# Short problem
Duplicate every line of the listing below without any changes, leaving out the pictures.

Records from an annotation dataset:
——

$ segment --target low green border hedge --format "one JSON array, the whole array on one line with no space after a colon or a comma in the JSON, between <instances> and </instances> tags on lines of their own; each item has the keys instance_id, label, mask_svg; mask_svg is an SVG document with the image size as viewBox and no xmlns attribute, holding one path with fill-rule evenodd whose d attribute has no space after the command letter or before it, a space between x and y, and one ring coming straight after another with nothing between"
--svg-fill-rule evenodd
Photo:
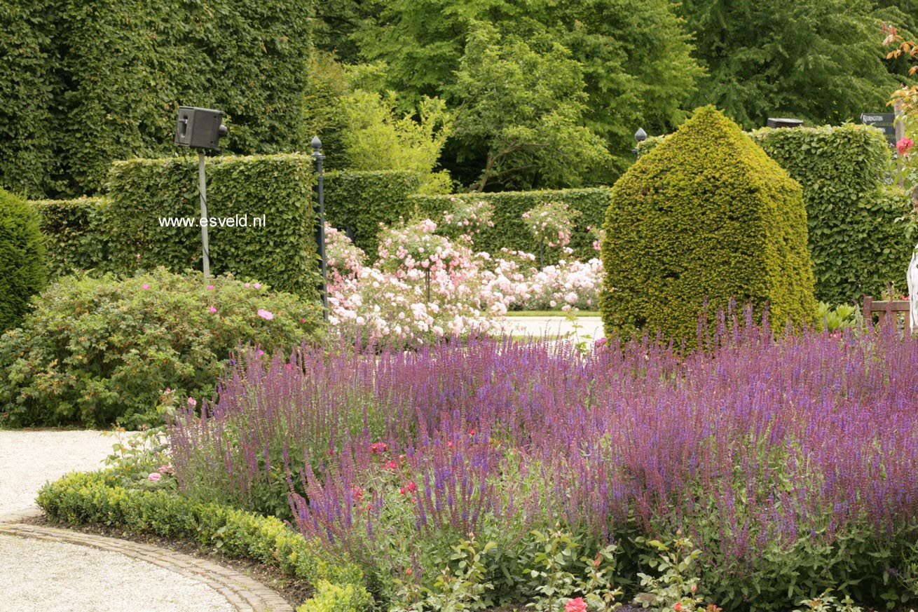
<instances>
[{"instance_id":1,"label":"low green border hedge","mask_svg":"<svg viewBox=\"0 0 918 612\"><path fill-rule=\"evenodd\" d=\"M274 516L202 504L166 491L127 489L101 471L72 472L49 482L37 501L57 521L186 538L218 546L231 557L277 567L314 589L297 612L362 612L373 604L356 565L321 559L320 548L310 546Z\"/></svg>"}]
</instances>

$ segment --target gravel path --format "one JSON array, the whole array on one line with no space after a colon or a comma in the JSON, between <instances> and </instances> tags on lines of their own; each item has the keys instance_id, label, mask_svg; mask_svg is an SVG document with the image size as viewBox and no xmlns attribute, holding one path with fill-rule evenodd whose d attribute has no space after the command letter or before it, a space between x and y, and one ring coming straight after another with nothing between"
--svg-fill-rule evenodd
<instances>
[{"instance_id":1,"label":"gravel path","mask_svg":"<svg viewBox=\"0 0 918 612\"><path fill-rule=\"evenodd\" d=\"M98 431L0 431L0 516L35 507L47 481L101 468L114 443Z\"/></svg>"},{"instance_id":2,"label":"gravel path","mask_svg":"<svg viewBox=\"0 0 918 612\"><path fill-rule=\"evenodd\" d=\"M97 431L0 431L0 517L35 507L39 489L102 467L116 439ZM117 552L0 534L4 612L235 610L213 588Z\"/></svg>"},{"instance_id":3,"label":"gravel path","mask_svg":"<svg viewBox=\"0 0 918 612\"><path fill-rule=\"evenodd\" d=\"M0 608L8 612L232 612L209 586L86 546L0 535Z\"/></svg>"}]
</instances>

——

# Result of the exercise
$ segment --target low green border hedge --format "one JSON array, the whole array on one line with no space after a colon or a comma in the JSON, between <instances> and </instances> tags on lines of their own; each item has the keys instance_id, label, mask_svg; mask_svg is an SVG document with the image size as viewBox and no xmlns attribute, holding one path with fill-rule evenodd whose d attribute has no space after the command letter or before it, a space between x and y, and one ring coming straight after another with nothing between"
--svg-fill-rule evenodd
Photo:
<instances>
[{"instance_id":1,"label":"low green border hedge","mask_svg":"<svg viewBox=\"0 0 918 612\"><path fill-rule=\"evenodd\" d=\"M274 516L202 504L166 491L127 489L101 471L72 472L49 482L37 501L57 521L186 538L218 546L231 557L277 567L314 589L297 612L362 612L373 604L356 565L321 559L320 548L310 546Z\"/></svg>"}]
</instances>

$ segment --target gravel path --format "one JSON array, the whole array on one line with no space after a colon or a comma in the JSON, between <instances> and </instances> tags on lines of their own; each item has the keys instance_id, label, mask_svg; mask_svg is an SVG document with the image size as viewBox and no xmlns attribute, holding one path with fill-rule evenodd whose d attribute has no space after the command letter or before it, a space between x and y, and one ring coming straight after another with nothing between"
--svg-fill-rule evenodd
<instances>
[{"instance_id":1,"label":"gravel path","mask_svg":"<svg viewBox=\"0 0 918 612\"><path fill-rule=\"evenodd\" d=\"M98 431L0 431L0 516L35 507L47 481L101 468L114 443Z\"/></svg>"},{"instance_id":2,"label":"gravel path","mask_svg":"<svg viewBox=\"0 0 918 612\"><path fill-rule=\"evenodd\" d=\"M97 431L0 431L0 517L35 507L39 489L102 467L116 439ZM117 552L0 534L4 612L235 610L213 588Z\"/></svg>"},{"instance_id":3,"label":"gravel path","mask_svg":"<svg viewBox=\"0 0 918 612\"><path fill-rule=\"evenodd\" d=\"M0 608L8 612L232 612L209 586L86 546L0 535Z\"/></svg>"}]
</instances>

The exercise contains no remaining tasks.